_Recorded information:_
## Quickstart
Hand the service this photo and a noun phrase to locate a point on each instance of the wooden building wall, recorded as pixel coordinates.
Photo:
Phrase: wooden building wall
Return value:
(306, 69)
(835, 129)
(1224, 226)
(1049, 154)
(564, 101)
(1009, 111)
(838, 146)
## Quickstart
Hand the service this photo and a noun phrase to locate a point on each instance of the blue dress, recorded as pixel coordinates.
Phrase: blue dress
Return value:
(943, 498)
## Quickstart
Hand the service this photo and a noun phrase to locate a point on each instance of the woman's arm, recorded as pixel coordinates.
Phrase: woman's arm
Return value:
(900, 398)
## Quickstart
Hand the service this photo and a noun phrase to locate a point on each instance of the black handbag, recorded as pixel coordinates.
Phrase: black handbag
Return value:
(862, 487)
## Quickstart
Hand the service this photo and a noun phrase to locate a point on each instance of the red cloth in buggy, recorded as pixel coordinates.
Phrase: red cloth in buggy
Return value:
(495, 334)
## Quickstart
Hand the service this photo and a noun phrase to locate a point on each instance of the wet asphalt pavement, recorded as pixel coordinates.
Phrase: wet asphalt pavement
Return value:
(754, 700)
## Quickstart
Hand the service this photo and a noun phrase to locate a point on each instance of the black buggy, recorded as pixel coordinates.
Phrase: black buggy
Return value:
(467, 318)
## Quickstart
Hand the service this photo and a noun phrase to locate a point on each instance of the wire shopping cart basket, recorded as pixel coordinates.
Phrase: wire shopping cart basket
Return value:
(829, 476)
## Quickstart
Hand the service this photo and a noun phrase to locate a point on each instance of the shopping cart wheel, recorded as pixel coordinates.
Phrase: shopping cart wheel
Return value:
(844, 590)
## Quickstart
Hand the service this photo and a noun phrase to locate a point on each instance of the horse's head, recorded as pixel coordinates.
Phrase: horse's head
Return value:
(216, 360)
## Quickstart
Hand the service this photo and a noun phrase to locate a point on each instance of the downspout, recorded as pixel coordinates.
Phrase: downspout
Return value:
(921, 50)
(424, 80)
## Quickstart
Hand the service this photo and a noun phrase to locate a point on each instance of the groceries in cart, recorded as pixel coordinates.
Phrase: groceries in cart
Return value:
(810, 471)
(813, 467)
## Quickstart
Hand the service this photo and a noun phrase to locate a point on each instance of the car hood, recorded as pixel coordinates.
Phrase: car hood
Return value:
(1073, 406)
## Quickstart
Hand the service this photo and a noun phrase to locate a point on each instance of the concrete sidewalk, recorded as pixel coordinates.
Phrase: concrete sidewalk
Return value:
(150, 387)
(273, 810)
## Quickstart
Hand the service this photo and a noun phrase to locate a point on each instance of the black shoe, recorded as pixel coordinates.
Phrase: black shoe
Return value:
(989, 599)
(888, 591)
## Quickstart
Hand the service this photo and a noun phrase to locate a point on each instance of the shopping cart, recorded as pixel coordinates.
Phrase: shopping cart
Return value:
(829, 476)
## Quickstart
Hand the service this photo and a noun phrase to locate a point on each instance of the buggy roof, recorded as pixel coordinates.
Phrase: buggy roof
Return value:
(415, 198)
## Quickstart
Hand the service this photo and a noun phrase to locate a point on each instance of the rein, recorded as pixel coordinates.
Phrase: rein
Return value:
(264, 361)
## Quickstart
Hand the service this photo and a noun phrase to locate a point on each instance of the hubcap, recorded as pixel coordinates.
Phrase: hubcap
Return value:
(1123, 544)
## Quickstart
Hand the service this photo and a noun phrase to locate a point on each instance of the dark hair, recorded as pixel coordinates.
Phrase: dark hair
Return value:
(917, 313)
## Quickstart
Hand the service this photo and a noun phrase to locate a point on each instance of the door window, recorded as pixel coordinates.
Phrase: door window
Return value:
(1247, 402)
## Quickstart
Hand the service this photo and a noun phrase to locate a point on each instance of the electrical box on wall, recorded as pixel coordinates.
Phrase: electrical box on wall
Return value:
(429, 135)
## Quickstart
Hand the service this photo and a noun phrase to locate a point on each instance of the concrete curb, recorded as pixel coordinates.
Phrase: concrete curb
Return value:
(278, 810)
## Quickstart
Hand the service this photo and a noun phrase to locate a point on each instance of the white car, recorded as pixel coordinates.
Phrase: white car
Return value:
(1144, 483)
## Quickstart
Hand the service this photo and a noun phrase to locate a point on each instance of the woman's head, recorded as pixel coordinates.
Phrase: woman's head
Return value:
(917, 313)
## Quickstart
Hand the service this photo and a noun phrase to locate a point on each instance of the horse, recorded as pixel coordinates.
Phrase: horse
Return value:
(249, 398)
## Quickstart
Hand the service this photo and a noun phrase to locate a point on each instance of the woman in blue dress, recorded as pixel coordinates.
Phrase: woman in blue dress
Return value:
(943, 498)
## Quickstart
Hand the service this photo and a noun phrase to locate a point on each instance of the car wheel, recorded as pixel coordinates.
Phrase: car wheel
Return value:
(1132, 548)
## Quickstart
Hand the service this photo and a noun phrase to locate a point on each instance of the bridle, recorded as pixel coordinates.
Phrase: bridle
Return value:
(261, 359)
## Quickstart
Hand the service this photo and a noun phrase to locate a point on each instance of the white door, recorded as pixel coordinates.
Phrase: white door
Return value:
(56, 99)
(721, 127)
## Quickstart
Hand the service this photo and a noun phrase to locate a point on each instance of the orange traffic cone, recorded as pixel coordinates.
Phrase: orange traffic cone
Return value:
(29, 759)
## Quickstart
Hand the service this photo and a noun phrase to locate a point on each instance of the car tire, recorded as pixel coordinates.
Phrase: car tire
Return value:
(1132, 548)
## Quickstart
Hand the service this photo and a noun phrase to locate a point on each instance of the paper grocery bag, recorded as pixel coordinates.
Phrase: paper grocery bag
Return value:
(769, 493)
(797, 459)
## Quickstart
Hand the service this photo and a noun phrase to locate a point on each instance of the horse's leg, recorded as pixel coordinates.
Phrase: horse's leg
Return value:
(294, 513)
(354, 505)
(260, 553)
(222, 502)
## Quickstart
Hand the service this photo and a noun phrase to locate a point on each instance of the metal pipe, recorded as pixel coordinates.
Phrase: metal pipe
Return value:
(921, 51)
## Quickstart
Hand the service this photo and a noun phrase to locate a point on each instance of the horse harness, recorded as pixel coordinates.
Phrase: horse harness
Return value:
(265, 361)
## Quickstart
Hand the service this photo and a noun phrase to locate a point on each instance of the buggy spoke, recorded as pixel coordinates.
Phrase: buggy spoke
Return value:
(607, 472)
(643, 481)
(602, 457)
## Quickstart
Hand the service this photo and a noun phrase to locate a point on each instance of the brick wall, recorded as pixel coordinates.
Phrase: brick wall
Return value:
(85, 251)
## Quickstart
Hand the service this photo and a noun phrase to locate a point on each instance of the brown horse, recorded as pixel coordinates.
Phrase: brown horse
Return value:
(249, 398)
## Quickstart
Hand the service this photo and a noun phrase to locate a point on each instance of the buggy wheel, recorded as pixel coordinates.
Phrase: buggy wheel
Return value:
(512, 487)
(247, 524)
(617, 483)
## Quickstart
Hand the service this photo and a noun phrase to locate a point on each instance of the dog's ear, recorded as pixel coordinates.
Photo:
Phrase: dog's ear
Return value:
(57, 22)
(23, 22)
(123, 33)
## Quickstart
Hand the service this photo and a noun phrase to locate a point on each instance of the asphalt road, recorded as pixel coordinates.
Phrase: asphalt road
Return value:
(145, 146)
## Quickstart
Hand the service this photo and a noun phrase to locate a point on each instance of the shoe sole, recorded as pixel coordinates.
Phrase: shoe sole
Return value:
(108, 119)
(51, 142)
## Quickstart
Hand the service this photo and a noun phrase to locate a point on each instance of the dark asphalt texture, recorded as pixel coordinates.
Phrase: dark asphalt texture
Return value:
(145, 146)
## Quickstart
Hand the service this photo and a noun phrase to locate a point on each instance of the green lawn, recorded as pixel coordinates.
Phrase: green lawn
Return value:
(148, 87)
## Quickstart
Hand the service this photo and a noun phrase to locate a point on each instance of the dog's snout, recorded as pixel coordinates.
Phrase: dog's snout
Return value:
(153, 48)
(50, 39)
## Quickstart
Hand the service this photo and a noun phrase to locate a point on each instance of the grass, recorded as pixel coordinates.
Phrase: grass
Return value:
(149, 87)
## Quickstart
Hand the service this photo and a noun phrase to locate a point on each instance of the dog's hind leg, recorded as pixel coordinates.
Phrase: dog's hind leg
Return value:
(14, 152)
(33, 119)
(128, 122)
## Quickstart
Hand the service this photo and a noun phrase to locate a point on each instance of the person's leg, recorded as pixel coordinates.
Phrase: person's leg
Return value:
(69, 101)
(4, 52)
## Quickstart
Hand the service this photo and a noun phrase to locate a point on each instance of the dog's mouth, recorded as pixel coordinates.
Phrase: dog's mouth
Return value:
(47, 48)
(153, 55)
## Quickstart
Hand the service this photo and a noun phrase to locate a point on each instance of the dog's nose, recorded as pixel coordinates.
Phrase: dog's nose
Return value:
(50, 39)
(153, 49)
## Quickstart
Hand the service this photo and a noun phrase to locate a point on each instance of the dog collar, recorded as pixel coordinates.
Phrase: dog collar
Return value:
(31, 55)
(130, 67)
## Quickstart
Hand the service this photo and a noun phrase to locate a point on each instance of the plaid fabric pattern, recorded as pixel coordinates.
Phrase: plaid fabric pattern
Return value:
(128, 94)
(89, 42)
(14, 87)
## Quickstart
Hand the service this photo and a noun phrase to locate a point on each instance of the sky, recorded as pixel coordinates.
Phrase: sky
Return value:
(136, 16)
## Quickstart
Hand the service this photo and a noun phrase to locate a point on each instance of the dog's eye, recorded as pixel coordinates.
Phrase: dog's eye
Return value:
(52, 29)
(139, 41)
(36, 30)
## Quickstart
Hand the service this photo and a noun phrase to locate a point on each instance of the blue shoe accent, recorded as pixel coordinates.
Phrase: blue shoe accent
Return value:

_Task requirements:_ Please pull out every line in the rows above that contains the word "mouth", and copy each one in full. Treat case as significant.

_Solution:_
Hand the service this photo and a noun phrase to locate a point on each instance of the dog's mouth, recorded as pixel coordinates.
Phrase: dog's mouth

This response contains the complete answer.